#### Task
Arrange every line of the records below as a Markdown table with the columns "Row" and "Line". Number the rows in order and leave out blank lines.

#### Records for this task
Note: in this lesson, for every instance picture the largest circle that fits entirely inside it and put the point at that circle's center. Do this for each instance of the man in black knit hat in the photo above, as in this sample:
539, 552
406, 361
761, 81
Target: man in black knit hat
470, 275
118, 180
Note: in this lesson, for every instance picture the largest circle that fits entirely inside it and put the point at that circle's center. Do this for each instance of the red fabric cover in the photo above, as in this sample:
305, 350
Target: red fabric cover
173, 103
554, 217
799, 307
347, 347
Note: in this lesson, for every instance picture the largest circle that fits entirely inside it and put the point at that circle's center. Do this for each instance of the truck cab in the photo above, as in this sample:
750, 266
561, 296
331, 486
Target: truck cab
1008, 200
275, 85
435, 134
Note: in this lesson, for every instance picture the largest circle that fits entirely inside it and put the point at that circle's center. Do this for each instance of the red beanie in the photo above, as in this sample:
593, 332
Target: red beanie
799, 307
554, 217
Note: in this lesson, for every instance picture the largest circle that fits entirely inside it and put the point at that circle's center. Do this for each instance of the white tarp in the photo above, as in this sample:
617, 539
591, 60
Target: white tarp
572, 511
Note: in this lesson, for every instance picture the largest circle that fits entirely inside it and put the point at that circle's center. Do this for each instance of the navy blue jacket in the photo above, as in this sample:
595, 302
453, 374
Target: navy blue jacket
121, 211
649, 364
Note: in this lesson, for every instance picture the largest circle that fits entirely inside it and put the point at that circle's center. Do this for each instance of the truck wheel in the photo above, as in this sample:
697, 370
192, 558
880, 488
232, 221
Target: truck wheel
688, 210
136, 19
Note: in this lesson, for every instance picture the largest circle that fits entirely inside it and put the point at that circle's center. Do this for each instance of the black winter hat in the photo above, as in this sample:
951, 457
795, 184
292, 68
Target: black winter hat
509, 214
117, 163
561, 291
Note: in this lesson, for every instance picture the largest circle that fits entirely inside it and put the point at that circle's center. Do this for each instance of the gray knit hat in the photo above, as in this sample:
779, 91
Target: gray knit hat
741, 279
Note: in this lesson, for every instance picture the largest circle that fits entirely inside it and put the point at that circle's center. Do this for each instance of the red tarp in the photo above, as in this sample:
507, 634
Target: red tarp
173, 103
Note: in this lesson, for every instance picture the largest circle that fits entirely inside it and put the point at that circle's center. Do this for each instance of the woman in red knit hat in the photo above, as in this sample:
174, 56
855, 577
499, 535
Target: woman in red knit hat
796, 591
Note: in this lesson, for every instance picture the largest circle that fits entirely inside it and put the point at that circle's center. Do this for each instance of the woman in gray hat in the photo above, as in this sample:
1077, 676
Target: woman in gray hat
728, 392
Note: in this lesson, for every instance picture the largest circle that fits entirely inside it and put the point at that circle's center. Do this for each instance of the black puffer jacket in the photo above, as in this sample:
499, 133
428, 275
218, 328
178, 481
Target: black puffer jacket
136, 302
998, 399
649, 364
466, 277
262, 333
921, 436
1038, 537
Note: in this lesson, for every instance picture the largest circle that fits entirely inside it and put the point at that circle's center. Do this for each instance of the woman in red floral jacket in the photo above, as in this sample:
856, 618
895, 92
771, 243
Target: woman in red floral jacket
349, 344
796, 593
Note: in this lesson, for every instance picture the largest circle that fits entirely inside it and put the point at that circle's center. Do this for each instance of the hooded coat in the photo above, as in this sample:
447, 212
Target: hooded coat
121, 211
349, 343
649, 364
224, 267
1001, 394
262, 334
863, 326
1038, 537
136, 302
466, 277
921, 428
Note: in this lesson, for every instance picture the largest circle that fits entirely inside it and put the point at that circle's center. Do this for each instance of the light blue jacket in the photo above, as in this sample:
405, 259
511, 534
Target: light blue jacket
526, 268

#### Final answer
| Row | Line |
|---|---|
| 1 | Note: in this lesson, for every instance picture the largest circle that fits entirely inside it and put the point at that circle's center. Do this for each instance of the man in black knit hat in the photo above, as in this sample: |
| 2 | 539, 552 |
| 3 | 406, 361 |
| 4 | 761, 81 |
| 5 | Target: man in black knit hat |
| 6 | 470, 275 |
| 7 | 118, 180 |
| 8 | Note: in this lesson, for every instance picture the largest circle that fits entirely inside it and put the point at that circle's center. Do this for each instance of the red fabric cover in the photo above, as in this sample: |
| 9 | 305, 350 |
| 10 | Target: red fabric cover |
| 11 | 173, 103 |
| 12 | 554, 217 |
| 13 | 799, 307 |
| 14 | 347, 347 |
| 15 | Note: in this lesson, for every instance picture the largest circle that fits entirely inside it and put the point at that circle's center. Do this for each instance of the truck cab in the photo above, as in this sample: |
| 16 | 750, 266 |
| 17 | 561, 296 |
| 18 | 331, 486 |
| 19 | Target: truck cab |
| 20 | 1008, 200 |
| 21 | 275, 85 |
| 22 | 435, 134 |
| 23 | Note: in this lesson, for every instance picture the largest circle that fits entirely inside it and put the point at that circle's center. Do this for each instance of the red beanie in the photo above, as in this sample: |
| 24 | 593, 332 |
| 25 | Target: red beanie |
| 26 | 799, 307 |
| 27 | 554, 217 |
| 28 | Note: in this lesson, for every instance picture the largest circle that fits entirely inside it and put the point at that circle's center. Do this for each instance of the white tarp in the photo above, as in this sample: |
| 29 | 617, 539 |
| 30 | 591, 60 |
| 31 | Target: white tarp |
| 32 | 572, 511 |
| 33 | Note: in this lesson, for every instance picture the largest circle that fits entirely inside it and put the point at that circle's center. Do this for each instance of the navy blue jacket in the photo above, as in this sample: |
| 34 | 595, 302 |
| 35 | 453, 374 |
| 36 | Target: navy blue jacket |
| 37 | 121, 211 |
| 38 | 649, 364 |
| 39 | Note: in this lesson, for every instance picture the largest circle that fits entirely inside it and put the point at that circle's center. Do this for each instance of the truck wheel in the photo above, as in this sample: |
| 40 | 697, 370 |
| 41 | 192, 558 |
| 42 | 880, 488 |
| 43 | 232, 221 |
| 44 | Target: truck wheel |
| 45 | 688, 210 |
| 46 | 136, 19 |
| 47 | Note: in this lesson, for every instance picture the largest circle that fits entirely inside it and put the point at that circle's center. Do this for each instance of the black winter hat in the photo above, as in this sample: |
| 48 | 951, 457 |
| 49 | 795, 184 |
| 50 | 292, 68 |
| 51 | Target: black winter hat |
| 52 | 509, 214 |
| 53 | 117, 163 |
| 54 | 561, 291 |
| 55 | Note: in this lesson, for every instance picture the largest circle that fits entirely inside it and put the point at that circle's center. Do this for each instance of the gray knit hat in the photo above, as in this sample: |
| 56 | 779, 91 |
| 57 | Target: gray knit hat |
| 58 | 741, 279 |
| 59 | Note: in this lesson, for every instance picture the largest circle that fits entirely inside it and put the point at that circle's center. Do this for each instance of the red tarp in the photo above, as in this sample: |
| 60 | 507, 634 |
| 61 | Target: red tarp |
| 62 | 173, 103 |
| 63 | Note: in this lesson, for every instance picture the largest circle that fits entirely inside it and put the point at that circle's center. Do this for each instance of the woman in red knit hat in the photo above, as in this sample: |
| 64 | 174, 56 |
| 65 | 855, 577 |
| 66 | 499, 535 |
| 67 | Target: woman in red knit hat |
| 68 | 796, 591 |
| 69 | Note: in this lesson, for every instance picture the largest circle that fits entirely inside it and put the point at that circle's center. Do this for each instance of the woman in gray hat in the photo above, as in this sample: |
| 70 | 1077, 676 |
| 71 | Target: woman in gray hat |
| 72 | 728, 392 |
| 73 | Note: in this lesson, for every instance picture the largest circle that fits entirely inside it and put the point at that circle's center. Do this for each instance of the black puffer jacket in the photo above, as in this sample: |
| 74 | 499, 133 |
| 75 | 428, 275 |
| 76 | 218, 328 |
| 77 | 178, 481 |
| 78 | Target: black puffer jacket |
| 79 | 136, 302 |
| 80 | 998, 399 |
| 81 | 649, 364 |
| 82 | 466, 277 |
| 83 | 262, 333 |
| 84 | 921, 436 |
| 85 | 1038, 537 |
| 86 | Note: in this lesson, for every instance picture the largest circle that fits entirely inside it and put the point at that circle's center. Do this for each instance of the woman in red floral jacket in the photo above, as in this sample: |
| 87 | 856, 618 |
| 88 | 895, 92 |
| 89 | 771, 243 |
| 90 | Target: woman in red floral jacket |
| 91 | 349, 344 |
| 92 | 796, 593 |
| 93 | Note: in this lesson, for every instance picture the largest circle that fits entirely inside it and put the point at that circle's center. Do this for each instance of the hooded coat in the photo above, as in this sample: |
| 94 | 447, 212 |
| 95 | Target: hooded coat |
| 96 | 121, 211 |
| 97 | 349, 343 |
| 98 | 649, 364 |
| 99 | 224, 267 |
| 100 | 1001, 394 |
| 101 | 262, 334 |
| 102 | 863, 326 |
| 103 | 1038, 537 |
| 104 | 136, 302 |
| 105 | 466, 277 |
| 106 | 921, 428 |
| 107 | Note: in this lesson, for every instance picture the largest circle that fits entirely inside it and put the point at that circle's center. Do this for each instance of the light blue jacket in the photo above, as in this sample: |
| 108 | 405, 259 |
| 109 | 511, 534 |
| 110 | Target: light blue jacket |
| 111 | 526, 268 |